* **Brano estratto**:
┄┄┄┄┄┄

Ho letto anche le statistiche ufficiali 2015 (Grantees by Country of Host Institution & domain) e vedo che oltre all'Olanda (26 grant) c'è un altro piccolo paese che "svetta": la Svizzera con 25 grant, in gran parte nel settore delle scienze fisiche e dell'ingegneria. Con 10 svizzeri partecipanti, arrivare a 25 significa averne attirati 15 mentre gli olandesi presenti erano 20 (quindi 6 "attirati"). Dei 10 svizzeri, due sono andati all'estero e 8 sono rimasti.

Ecco, qui a ragione un ministro svizzero dell'educazione avrebbe potuto gioire.
Ebbene, non lo ha fatto! Timidezza? Pudore? Riservatezza elvetica?
No, semplicemente quella figura in Svizzera non esiste.
L'istruzione è compito esclusivamente cantonale e quindi ci sono 26 ministri dell'educazione, i quali si riuniscono periodicamente in un tavolo di coordinamento. Malgado (o grazie?) a questo c'è comunque un sistema articolato e che funziona.

Ecco, c'è un aspetto pero' che puo' far giorire i fautori della parità di genere. I 30 grant italiani (per nazionalità) sono ben divisi tra uomini e donne. Anzi vedo che sono 16 donne e 14 uomini. Solo la Grecia (4, tutte donne) fa meglio. L'Italia fa anche meglio della Svezia (6 grant, 3 donne e tre uomini) e dell'Olanda (9 donne, 11 uomini). Qui la Svizzera fa malissimo, con 1 sola donna e 9 maschi.

┄┄┄┄┄┄

* **Elenco fornito**:
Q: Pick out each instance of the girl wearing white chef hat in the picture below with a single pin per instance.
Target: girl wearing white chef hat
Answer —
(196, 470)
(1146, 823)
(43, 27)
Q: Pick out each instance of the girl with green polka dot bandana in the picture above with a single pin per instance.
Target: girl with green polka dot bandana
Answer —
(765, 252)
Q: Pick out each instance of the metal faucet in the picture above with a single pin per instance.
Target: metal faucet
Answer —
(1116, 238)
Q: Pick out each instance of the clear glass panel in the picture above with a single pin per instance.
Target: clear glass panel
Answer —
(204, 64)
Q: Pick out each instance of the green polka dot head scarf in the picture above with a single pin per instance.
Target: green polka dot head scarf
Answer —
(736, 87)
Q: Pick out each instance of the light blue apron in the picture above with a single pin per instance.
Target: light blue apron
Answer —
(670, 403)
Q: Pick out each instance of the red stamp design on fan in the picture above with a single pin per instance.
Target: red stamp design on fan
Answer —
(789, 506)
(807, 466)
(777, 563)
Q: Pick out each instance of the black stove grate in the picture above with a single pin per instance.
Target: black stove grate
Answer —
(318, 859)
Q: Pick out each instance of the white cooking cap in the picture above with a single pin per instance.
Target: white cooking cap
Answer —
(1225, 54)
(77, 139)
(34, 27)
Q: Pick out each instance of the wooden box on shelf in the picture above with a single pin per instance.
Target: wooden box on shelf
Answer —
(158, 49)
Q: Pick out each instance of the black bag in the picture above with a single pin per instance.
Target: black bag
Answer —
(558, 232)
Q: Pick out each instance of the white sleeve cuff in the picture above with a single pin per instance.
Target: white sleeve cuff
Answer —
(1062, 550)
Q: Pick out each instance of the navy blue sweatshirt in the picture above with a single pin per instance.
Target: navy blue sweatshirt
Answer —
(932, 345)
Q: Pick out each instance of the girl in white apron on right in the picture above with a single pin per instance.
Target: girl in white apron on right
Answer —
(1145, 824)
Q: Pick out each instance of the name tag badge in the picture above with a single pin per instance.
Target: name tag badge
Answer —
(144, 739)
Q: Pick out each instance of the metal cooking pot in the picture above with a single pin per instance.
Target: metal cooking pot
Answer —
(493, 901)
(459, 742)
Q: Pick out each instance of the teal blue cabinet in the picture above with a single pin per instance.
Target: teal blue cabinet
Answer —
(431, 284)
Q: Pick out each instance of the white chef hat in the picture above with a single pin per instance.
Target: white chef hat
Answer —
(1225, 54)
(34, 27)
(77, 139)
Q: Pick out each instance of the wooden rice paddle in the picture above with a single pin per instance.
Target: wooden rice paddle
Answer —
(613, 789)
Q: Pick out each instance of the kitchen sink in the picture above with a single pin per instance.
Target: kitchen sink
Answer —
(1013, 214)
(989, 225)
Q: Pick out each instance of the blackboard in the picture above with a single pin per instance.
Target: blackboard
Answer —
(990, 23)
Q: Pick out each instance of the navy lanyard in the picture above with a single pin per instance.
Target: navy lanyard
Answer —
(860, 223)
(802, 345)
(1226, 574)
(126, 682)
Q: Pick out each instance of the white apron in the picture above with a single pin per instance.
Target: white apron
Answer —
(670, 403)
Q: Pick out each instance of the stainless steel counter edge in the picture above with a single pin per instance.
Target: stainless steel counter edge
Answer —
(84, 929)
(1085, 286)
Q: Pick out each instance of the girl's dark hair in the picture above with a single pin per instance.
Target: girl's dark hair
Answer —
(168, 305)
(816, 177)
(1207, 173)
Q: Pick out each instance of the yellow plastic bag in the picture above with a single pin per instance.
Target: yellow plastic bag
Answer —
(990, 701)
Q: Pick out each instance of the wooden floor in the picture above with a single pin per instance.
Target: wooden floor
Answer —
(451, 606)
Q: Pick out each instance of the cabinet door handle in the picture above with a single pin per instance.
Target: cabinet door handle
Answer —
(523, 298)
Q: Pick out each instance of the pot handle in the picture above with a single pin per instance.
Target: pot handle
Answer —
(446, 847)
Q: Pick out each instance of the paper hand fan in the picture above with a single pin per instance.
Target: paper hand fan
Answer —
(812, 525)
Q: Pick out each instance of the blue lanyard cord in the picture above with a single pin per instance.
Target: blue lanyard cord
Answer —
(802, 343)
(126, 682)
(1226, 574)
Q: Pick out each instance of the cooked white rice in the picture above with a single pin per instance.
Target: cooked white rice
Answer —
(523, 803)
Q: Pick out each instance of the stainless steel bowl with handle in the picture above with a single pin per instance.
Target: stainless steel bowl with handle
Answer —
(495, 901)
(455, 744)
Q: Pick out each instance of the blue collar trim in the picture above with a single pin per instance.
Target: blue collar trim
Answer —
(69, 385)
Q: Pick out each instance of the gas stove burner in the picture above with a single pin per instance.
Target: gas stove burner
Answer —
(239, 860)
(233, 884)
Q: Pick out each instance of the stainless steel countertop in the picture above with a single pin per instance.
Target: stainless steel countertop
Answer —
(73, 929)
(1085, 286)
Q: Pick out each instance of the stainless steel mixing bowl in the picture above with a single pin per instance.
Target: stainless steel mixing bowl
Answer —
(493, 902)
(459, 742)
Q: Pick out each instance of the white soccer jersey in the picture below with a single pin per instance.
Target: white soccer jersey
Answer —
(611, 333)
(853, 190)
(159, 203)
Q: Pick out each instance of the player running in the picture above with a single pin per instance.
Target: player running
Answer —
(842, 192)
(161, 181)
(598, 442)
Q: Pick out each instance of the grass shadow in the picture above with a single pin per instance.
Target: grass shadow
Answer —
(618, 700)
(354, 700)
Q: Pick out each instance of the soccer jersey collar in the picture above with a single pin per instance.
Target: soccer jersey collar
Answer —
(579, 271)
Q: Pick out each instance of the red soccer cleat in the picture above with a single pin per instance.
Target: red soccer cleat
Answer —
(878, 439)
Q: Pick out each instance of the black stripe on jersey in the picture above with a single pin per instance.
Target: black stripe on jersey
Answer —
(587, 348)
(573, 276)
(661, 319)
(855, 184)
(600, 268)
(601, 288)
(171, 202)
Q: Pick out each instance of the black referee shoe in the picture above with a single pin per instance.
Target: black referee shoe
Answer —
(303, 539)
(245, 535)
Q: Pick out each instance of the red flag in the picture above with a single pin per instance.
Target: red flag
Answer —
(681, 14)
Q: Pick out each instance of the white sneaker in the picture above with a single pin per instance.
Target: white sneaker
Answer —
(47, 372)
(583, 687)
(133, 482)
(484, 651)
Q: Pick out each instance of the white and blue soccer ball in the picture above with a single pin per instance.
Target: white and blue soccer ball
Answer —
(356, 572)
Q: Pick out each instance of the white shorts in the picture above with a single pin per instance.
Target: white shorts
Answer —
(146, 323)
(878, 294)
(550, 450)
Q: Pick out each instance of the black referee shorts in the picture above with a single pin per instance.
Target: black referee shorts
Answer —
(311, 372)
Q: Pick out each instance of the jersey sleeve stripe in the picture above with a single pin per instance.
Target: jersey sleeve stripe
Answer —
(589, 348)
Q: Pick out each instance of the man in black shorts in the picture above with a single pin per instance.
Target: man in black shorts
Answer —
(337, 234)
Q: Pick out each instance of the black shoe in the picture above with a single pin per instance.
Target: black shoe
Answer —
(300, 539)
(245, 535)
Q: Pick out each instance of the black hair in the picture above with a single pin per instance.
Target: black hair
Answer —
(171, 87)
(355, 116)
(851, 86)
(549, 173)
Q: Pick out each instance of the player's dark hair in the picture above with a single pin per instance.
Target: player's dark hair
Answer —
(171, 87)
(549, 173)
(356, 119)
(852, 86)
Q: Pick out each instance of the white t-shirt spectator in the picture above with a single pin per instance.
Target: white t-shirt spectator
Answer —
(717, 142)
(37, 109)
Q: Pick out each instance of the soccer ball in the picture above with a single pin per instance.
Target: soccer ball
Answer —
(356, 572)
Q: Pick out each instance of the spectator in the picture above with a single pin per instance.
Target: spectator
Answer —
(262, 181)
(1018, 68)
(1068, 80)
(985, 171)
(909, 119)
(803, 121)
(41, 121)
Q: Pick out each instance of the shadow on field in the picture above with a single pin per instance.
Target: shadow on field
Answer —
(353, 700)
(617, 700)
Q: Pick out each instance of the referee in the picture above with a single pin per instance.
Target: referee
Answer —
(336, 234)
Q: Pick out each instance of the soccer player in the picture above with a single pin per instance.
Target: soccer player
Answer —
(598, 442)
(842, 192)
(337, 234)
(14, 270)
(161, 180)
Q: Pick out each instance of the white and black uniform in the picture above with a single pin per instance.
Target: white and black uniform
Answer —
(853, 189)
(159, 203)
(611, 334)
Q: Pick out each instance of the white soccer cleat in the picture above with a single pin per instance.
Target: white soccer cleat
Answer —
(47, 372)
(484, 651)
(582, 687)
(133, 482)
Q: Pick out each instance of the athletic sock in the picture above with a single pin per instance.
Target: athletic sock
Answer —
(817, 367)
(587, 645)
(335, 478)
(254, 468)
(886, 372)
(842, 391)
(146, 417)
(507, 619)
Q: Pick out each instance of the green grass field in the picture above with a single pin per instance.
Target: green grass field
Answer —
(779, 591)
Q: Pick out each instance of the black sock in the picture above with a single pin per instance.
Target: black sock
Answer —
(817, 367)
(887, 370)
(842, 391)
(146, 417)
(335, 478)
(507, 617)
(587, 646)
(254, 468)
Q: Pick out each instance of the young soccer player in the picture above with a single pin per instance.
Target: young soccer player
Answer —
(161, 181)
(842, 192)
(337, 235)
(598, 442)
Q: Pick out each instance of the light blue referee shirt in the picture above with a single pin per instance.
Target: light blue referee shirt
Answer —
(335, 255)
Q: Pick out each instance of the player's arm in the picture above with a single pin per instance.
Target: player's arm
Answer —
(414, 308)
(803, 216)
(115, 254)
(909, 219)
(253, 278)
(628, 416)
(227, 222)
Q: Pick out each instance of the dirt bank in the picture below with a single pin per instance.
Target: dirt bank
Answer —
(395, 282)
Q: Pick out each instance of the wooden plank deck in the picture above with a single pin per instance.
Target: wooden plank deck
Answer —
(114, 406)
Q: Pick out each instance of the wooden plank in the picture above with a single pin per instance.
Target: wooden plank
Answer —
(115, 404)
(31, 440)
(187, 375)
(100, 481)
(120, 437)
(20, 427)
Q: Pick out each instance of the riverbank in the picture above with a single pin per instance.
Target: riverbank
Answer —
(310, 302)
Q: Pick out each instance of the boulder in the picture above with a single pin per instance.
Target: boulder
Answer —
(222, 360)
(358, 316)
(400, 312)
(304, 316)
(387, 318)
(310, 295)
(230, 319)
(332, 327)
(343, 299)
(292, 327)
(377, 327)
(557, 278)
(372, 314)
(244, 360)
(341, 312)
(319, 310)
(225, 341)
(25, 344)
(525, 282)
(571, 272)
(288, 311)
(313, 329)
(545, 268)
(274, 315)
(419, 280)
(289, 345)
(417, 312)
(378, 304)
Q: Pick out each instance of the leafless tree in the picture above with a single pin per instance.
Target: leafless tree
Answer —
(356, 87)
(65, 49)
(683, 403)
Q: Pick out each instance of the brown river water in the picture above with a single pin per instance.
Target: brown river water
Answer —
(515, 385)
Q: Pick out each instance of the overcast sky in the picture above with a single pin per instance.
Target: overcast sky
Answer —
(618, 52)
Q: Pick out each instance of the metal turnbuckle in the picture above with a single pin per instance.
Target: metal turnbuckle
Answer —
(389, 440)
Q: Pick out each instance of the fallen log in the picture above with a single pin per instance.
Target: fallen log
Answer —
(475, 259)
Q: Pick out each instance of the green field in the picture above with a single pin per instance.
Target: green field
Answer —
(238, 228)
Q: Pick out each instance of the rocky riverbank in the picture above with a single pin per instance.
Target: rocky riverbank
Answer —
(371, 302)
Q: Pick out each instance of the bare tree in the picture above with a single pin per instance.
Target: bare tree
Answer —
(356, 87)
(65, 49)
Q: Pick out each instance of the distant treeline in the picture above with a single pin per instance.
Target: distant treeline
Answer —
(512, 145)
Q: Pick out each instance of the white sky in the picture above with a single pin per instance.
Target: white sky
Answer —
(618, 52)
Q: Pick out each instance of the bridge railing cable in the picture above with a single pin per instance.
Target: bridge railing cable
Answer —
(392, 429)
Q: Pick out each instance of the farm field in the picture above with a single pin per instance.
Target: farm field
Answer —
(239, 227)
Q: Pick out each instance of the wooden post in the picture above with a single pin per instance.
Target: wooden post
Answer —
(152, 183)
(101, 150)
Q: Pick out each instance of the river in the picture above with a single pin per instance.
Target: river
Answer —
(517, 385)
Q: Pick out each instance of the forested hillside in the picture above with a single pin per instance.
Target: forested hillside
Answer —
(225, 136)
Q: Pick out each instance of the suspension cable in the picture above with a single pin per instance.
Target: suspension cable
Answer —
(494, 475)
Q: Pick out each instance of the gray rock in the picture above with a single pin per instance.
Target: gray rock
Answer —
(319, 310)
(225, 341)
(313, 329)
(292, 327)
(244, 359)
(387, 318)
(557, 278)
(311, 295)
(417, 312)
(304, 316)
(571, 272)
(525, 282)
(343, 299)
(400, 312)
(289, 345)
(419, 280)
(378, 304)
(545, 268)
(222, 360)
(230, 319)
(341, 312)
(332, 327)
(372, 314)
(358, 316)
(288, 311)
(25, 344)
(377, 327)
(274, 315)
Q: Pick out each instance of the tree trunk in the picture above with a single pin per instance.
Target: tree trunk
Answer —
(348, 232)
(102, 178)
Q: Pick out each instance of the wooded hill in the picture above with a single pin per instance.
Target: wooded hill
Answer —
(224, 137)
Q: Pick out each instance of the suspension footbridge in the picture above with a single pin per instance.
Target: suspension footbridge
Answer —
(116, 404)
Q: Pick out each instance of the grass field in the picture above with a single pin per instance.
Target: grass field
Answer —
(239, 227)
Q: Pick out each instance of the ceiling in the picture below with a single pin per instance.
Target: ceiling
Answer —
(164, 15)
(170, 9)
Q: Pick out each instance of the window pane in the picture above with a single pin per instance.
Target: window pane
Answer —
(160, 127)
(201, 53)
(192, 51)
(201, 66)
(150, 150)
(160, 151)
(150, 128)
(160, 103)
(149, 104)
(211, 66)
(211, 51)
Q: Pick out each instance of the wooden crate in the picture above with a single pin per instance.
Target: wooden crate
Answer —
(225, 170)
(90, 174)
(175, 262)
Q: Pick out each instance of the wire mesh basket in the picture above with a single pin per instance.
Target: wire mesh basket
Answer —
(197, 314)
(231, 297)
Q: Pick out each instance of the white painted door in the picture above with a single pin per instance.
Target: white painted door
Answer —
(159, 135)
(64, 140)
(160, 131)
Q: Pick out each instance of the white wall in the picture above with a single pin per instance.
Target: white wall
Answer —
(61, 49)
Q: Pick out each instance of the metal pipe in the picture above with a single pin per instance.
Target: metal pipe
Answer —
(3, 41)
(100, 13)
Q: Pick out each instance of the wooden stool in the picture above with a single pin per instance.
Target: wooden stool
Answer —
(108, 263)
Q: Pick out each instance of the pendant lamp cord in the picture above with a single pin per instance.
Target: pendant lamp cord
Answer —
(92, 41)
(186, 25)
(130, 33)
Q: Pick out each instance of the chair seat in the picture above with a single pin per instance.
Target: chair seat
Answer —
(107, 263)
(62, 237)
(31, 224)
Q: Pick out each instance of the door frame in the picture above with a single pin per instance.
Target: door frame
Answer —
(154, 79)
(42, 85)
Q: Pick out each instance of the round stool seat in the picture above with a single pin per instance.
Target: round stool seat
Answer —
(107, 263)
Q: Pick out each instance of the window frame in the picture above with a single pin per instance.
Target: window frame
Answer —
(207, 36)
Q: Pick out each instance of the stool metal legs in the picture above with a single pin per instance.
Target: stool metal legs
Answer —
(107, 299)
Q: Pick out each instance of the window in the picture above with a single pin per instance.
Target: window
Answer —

┄┄┄┄┄┄

* **Consegna 1**: Riporta il passo del brano sui grant del 2015 compreso tra "No, semplicemente quella" e "e 9 maschi.", estremi inclusi.
* **Consegna 2**: Prosegui il brano sui grant del 2015 a partire dalla sua ultima frase.
L'elenco non ha alcun ruolo in questo esercizio.

* **Risposta scritta 1**:
No, semplicemente quella figura in Svizzera non esiste.
L'istruzione è compito esclusivamente cantonale e quindi ci sono 26 ministri dell'educazione, i quali si riuniscono periodicamente in un tavolo di coordinamento. Malgado (o grazie?) a questo c'è comunque un sistema articolato e che funziona.

Ecco, c'è un aspetto pero' che puo' far giorire i fautori della parità di genere. I 30 grant italiani (per nazionalità) sono ben divisi tra uomini e donne. Anzi vedo che sono 16 donne e 14 uomini. Solo la Grecia (4, tutte donne) fa meglio. L'Italia fa anche meglio della Svezia (6 grant, 3 donne e tre uomini) e dell'Olanda (9 donne, 11 uomini). Qui la Svizzera fa malissimo, con 1 sola donna e 9 maschi.

* **Risposta scritta 2**:
Grazie Francesco! Questo fa capire che il vero grafico da guardare è il primo, dove l'Italia è ottava dopo UK, Germania, Francia, Olanda (17M abitanti), Svizzera (8M), Spagna (46M) e Israele (8M).

Interessante è anche il terzo grafico, dove l'Italia svetta per numero di Nationals Abroad. Anche in rapporto alla popolazione, a una rapida occhiata sembra che solo Austria, Portogallo e ovviamente Grecia facciano "meglio".

Sulla parità di genere attenzione: come nel famoso caso delle ammissioni a Berkeley nel 1973, qui potrebbe esserci (non dico che ci sia perché non ho i dati) una distorsione dovuta al fatto che in alcune materie ci sono "naturalmente" più donne. Per esempio la ricercatrice che ha ribattuto alla ministra è una linguista, campo dove noi uomini siamo la minoranza. Non a caso in Olanda, dove tantissimi grant sono in "scienze sociali" tra cui la linguistica.

Grazie anche all'altro Francesco per l'ottimo articolo e per aver fatto notare coi numeri come ovviamente un paese grande vince piu progetti di un paese piccolo. Sarebbe interessante calcolare il rapporto progetti vinti / numero di laureati. Qui probabilmente l'Italia va un po' meno male: la mia ipotesi di lavoro è che il secondo problema dell'Italia dopo l'incapacità di attrarre laureati è l'incapacità di produrre laureati. Quelli che si laureano poi sono competitivi con quelli del resto d'Europa.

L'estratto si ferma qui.